↓

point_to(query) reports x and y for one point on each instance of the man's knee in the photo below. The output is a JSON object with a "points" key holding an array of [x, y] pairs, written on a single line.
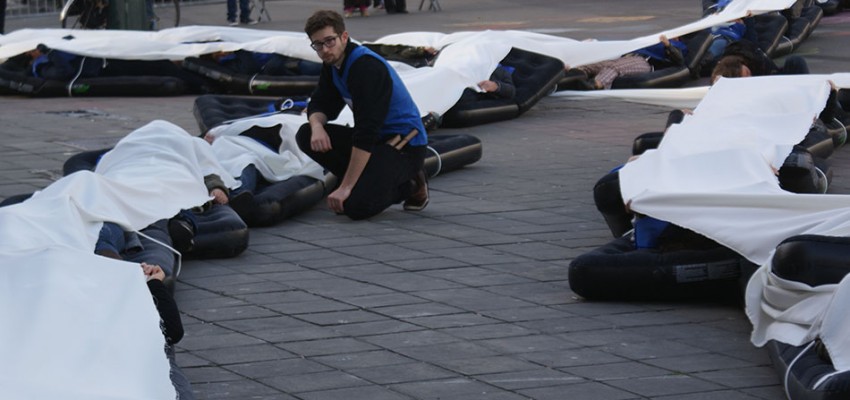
{"points": [[302, 137], [795, 65]]}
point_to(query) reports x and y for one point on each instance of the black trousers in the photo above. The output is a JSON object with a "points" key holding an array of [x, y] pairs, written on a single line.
{"points": [[386, 180]]}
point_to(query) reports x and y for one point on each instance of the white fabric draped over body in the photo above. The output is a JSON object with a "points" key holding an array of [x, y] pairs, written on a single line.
{"points": [[97, 335], [714, 174], [86, 322]]}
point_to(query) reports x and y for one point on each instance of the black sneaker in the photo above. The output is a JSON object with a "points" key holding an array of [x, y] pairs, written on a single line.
{"points": [[182, 234]]}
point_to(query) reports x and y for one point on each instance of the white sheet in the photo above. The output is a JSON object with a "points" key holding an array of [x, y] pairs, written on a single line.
{"points": [[713, 173], [87, 322]]}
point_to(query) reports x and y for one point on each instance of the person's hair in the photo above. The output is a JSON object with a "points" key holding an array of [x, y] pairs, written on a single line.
{"points": [[728, 67], [322, 19]]}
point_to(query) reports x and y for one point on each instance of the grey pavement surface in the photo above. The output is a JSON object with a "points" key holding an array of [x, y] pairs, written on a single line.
{"points": [[468, 299]]}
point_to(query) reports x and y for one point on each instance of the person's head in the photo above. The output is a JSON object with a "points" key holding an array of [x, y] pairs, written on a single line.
{"points": [[730, 67], [326, 30]]}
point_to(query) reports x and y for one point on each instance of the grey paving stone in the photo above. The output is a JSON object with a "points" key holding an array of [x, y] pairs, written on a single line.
{"points": [[488, 331], [327, 346], [231, 313], [309, 307], [473, 299], [244, 354], [665, 385], [210, 374], [366, 359], [654, 349], [723, 394], [454, 320], [543, 293], [296, 334], [409, 282], [568, 326], [452, 389], [418, 310], [340, 317], [357, 393], [411, 372], [262, 324], [410, 339], [294, 384], [274, 368], [766, 393], [429, 263], [526, 314], [382, 327], [355, 271], [602, 372], [243, 389], [738, 377], [234, 339], [446, 351], [700, 363], [473, 365], [385, 300], [571, 357], [339, 288], [541, 377], [527, 344], [579, 391]]}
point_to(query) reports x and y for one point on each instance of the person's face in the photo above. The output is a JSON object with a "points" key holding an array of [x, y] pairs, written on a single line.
{"points": [[329, 46]]}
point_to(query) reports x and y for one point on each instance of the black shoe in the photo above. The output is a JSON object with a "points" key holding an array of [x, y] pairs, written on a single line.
{"points": [[182, 234], [242, 203], [419, 199], [432, 121]]}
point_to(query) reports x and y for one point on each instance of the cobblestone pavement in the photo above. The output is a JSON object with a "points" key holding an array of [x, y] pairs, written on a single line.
{"points": [[468, 299]]}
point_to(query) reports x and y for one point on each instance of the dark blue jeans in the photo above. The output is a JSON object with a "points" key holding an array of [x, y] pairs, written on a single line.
{"points": [[244, 10]]}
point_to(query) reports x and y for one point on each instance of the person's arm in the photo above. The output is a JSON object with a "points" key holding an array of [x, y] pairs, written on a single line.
{"points": [[505, 82], [170, 322], [371, 88], [216, 188], [326, 98], [673, 54], [325, 104]]}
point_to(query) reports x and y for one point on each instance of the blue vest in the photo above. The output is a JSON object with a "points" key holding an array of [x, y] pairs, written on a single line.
{"points": [[403, 115]]}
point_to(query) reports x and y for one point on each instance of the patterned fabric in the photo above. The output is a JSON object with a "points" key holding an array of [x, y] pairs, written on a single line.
{"points": [[605, 72]]}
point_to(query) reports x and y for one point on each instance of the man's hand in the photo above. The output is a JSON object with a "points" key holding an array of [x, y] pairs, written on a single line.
{"points": [[337, 198], [219, 197], [488, 86], [153, 271], [319, 140]]}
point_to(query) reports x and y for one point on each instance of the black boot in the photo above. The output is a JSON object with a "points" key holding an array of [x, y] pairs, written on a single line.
{"points": [[419, 199]]}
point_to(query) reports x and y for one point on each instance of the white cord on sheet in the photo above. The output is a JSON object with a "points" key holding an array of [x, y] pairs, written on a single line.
{"points": [[74, 79], [173, 250], [251, 83], [842, 127], [791, 364]]}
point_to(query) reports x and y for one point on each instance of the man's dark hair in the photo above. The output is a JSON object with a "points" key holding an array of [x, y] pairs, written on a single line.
{"points": [[322, 19], [728, 67]]}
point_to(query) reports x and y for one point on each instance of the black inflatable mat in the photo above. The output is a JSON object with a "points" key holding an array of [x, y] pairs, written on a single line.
{"points": [[260, 85], [212, 110], [219, 233], [618, 271], [799, 30], [806, 371], [13, 83], [535, 76]]}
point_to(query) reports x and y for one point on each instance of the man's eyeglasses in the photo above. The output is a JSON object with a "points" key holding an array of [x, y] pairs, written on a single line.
{"points": [[328, 43]]}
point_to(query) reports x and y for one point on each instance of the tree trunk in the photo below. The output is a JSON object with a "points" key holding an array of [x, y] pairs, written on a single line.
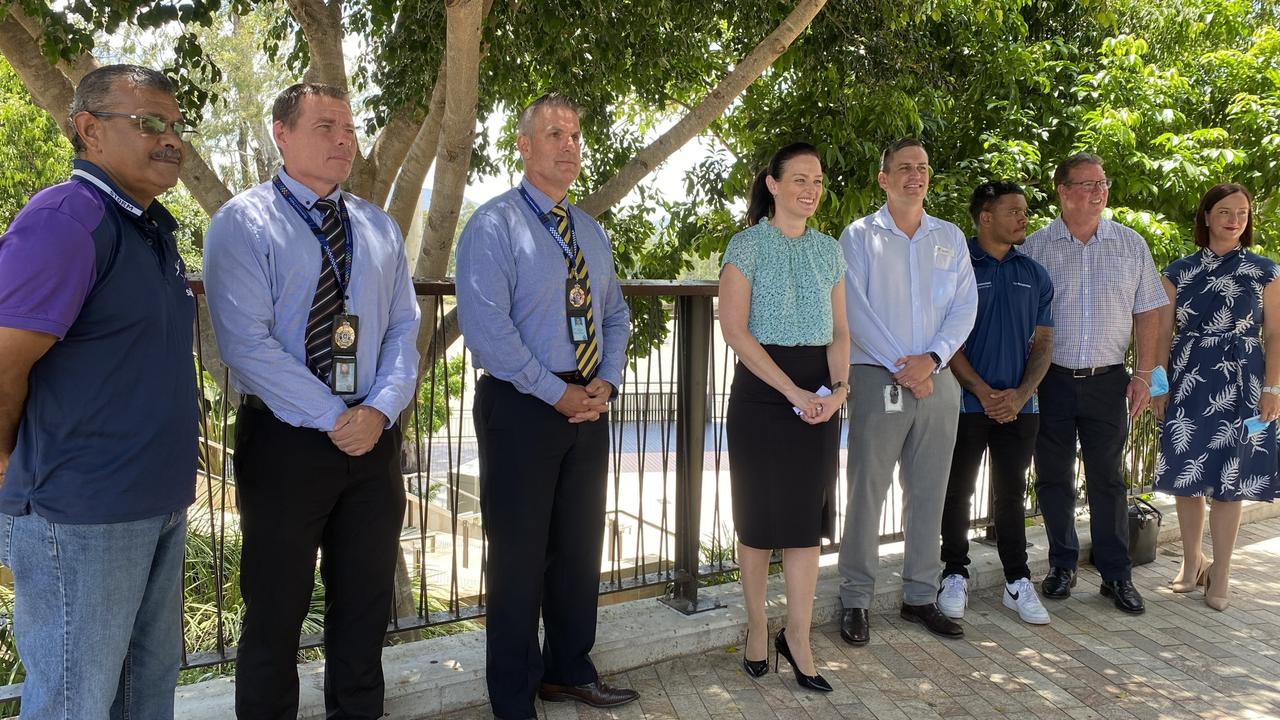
{"points": [[711, 108], [321, 24], [457, 133], [403, 206]]}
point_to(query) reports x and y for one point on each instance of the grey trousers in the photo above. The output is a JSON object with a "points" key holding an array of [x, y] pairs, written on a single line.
{"points": [[919, 441]]}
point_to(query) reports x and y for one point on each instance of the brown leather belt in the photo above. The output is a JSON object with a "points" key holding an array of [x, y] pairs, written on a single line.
{"points": [[574, 378], [255, 402], [1084, 372]]}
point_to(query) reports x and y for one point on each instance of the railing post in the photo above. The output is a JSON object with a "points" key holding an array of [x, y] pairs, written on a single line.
{"points": [[693, 346]]}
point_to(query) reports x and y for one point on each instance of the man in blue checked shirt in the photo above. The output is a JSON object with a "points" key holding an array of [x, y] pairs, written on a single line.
{"points": [[315, 315], [1105, 286], [543, 314], [1000, 367], [912, 302]]}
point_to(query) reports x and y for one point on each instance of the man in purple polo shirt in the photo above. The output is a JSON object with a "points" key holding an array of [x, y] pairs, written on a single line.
{"points": [[97, 413]]}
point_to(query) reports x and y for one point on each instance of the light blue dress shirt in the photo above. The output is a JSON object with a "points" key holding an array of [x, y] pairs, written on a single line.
{"points": [[511, 295], [906, 295], [261, 267]]}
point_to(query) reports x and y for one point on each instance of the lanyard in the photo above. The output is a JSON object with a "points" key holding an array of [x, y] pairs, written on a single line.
{"points": [[106, 190], [545, 218], [342, 276]]}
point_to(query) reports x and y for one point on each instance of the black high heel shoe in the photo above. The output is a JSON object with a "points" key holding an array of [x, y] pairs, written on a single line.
{"points": [[807, 682], [754, 668]]}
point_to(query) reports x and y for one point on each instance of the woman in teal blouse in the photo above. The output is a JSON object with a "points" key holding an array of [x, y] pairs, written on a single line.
{"points": [[782, 311]]}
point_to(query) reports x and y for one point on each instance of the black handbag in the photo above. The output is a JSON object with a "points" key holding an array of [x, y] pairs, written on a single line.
{"points": [[1143, 531]]}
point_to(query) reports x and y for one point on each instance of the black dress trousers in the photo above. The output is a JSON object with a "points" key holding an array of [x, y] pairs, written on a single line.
{"points": [[1010, 458], [542, 499], [300, 493], [1093, 410]]}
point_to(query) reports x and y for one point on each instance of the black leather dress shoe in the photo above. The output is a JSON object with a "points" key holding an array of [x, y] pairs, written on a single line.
{"points": [[933, 620], [855, 625], [1125, 596], [1059, 582], [597, 695]]}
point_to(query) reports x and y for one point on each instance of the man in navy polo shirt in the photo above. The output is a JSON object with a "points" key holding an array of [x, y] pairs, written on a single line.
{"points": [[999, 368], [97, 411]]}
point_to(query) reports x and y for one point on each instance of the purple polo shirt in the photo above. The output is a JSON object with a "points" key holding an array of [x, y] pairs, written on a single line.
{"points": [[108, 433]]}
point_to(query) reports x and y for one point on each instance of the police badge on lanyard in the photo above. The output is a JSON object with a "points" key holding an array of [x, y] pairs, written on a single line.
{"points": [[575, 309], [346, 332]]}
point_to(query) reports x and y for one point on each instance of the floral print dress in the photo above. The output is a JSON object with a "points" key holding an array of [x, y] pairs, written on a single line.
{"points": [[1215, 381]]}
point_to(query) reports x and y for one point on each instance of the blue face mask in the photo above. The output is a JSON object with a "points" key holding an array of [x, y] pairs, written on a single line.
{"points": [[1159, 382], [1255, 425]]}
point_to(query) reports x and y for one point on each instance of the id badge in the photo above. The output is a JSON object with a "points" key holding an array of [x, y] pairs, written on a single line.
{"points": [[894, 397], [575, 309], [342, 377], [346, 335]]}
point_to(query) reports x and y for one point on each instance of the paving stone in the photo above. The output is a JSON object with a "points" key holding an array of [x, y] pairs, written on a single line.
{"points": [[1179, 660]]}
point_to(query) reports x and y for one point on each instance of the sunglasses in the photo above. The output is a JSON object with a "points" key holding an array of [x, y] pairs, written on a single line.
{"points": [[151, 124]]}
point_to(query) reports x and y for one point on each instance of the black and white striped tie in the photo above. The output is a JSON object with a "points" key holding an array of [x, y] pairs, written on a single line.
{"points": [[328, 299]]}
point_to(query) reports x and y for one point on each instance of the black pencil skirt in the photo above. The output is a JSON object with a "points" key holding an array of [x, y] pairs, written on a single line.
{"points": [[782, 469]]}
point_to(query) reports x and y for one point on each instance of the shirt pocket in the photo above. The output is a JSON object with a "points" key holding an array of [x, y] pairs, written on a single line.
{"points": [[944, 259], [945, 281]]}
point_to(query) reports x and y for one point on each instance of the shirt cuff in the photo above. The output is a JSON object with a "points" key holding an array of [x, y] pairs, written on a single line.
{"points": [[551, 390], [383, 406], [35, 324]]}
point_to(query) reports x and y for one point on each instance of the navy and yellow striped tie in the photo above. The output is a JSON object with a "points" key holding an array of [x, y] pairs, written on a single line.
{"points": [[588, 352]]}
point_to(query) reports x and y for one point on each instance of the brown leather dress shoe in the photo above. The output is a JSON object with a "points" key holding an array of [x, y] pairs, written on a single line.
{"points": [[597, 695], [933, 620]]}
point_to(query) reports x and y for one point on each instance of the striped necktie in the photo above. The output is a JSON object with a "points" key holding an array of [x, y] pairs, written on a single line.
{"points": [[328, 297], [588, 352]]}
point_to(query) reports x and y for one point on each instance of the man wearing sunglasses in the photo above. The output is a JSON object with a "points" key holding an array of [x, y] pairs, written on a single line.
{"points": [[1105, 286], [97, 413]]}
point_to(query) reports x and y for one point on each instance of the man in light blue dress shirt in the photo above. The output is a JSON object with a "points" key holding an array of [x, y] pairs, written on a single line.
{"points": [[529, 267], [309, 287], [912, 302]]}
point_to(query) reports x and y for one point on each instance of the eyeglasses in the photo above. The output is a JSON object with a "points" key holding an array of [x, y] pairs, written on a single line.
{"points": [[151, 124], [1091, 186]]}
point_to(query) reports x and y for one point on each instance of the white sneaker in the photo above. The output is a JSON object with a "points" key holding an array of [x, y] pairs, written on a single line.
{"points": [[1020, 596], [954, 596]]}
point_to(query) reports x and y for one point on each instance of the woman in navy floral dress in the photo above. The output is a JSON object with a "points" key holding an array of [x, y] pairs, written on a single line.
{"points": [[1224, 372]]}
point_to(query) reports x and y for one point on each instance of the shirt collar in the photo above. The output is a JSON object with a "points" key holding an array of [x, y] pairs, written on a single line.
{"points": [[542, 199], [156, 212], [886, 220], [978, 254], [1106, 229], [305, 195]]}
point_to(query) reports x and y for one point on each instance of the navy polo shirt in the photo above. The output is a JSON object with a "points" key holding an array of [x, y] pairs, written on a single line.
{"points": [[1014, 296], [108, 433]]}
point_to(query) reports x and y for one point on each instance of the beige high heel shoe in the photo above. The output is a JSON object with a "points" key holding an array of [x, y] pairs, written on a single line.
{"points": [[1216, 600], [1197, 579]]}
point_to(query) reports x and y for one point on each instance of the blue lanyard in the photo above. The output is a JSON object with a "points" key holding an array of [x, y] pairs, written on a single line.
{"points": [[343, 276], [545, 219]]}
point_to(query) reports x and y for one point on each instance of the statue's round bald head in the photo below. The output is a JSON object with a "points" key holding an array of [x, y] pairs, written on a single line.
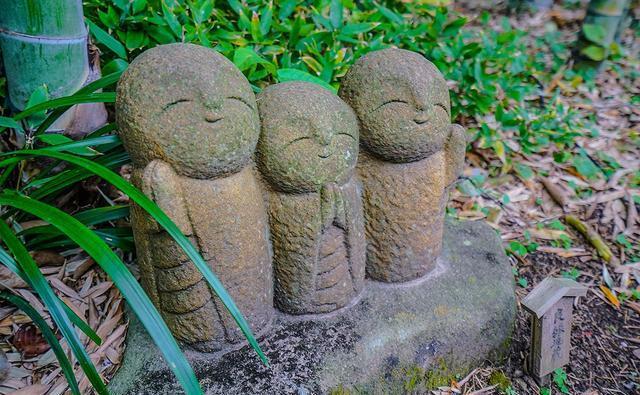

↑

▶ [Your goal]: Please find and copy every line in the records above that contains the word "eyeglasses". Case counts.

▶ [Solved problem]:
point_to(query) reports x and y for one point on each instance of the man's eyeglasses in the photo above. The output is a JSON object with a "points" key holding an array of [x, y] pairs, written on a single line.
point_to(query) reports x and y for one point on each instance of the eyeglasses in the photo above. The output is a JSON object with a "points" key holding an array of [x, y] pairs, written on a single line.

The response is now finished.